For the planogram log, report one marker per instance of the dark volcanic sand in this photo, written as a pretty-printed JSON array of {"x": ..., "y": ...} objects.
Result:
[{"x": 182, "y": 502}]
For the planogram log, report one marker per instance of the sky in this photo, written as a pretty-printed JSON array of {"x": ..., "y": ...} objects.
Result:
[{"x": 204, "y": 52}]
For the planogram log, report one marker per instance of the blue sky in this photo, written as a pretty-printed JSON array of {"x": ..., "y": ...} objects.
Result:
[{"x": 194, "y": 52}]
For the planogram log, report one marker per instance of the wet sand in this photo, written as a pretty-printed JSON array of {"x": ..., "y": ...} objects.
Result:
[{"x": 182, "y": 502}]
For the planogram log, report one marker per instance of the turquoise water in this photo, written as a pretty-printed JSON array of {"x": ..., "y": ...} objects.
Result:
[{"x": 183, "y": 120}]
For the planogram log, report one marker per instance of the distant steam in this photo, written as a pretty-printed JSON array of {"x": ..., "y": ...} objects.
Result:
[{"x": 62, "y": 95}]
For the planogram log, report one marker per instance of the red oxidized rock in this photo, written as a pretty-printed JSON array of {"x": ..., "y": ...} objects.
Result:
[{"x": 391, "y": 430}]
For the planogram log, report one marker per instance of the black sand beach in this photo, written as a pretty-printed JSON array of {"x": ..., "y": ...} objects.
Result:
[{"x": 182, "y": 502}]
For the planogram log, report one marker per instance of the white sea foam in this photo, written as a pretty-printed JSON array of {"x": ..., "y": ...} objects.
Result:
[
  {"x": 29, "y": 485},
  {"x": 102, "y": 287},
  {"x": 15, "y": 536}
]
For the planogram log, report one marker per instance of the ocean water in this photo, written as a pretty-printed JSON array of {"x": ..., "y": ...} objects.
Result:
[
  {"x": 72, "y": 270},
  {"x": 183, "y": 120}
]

* **Task requirements**:
Rewrite all of the entries above with "planogram log" changed to "inventory record" everywhere it occurs, keeping every other character the same.

* **Exercise response**:
For the inventory record, report one marker per instance of the dark volcanic sand in this photo, written as a pretty-printed JSON array of {"x": ..., "y": ...} objects.
Result:
[{"x": 182, "y": 502}]
For the inventory record, report one marker per instance of the sky in this photo, written as a pretty-printed JSON array of {"x": ..., "y": ...} objects.
Result:
[{"x": 204, "y": 52}]
For the inventory record, report one marker per instance of the blue sky in this photo, written as a pretty-printed JSON array of {"x": ..., "y": ...} objects.
Result:
[{"x": 194, "y": 52}]
For the inventory record, report one marker per instance of the wet sand in this photo, written as a pretty-printed JSON array of {"x": ..., "y": ...} objects.
Result:
[{"x": 182, "y": 502}]
For the inventory record, report one marker per instance of the turquoise water in this photo, written as a pretty-printed JSON array of {"x": ..., "y": ...} objects.
Result:
[{"x": 183, "y": 120}]
For the inventory record, report one marker per instance of the distant steam in this photo, written as a pretty-printed JSON array of {"x": ..., "y": ...} objects.
Result:
[{"x": 62, "y": 95}]
For the inventory record, report one marker per instance of the red oxidized rock in this photo, written as a pretty-printed JSON array of {"x": ..., "y": ...} objects.
Result:
[{"x": 391, "y": 430}]
For the inventory record, report one marker per instance of the black sand beach in this photo, written as a pretty-printed JSON array of {"x": ..., "y": ...} objects.
Result:
[{"x": 182, "y": 502}]
For the inventory record, report one marker per instance of the white sea foam in this photo, written as a pretty-printed JSON array of {"x": ..., "y": ...} objects.
Result:
[
  {"x": 29, "y": 485},
  {"x": 102, "y": 287},
  {"x": 15, "y": 536}
]
For the inventory record, report one marker per instance of the ocean water in this photo, written as a pretty-printed JSON array of {"x": ..., "y": ...} objects.
Result:
[
  {"x": 72, "y": 270},
  {"x": 183, "y": 120}
]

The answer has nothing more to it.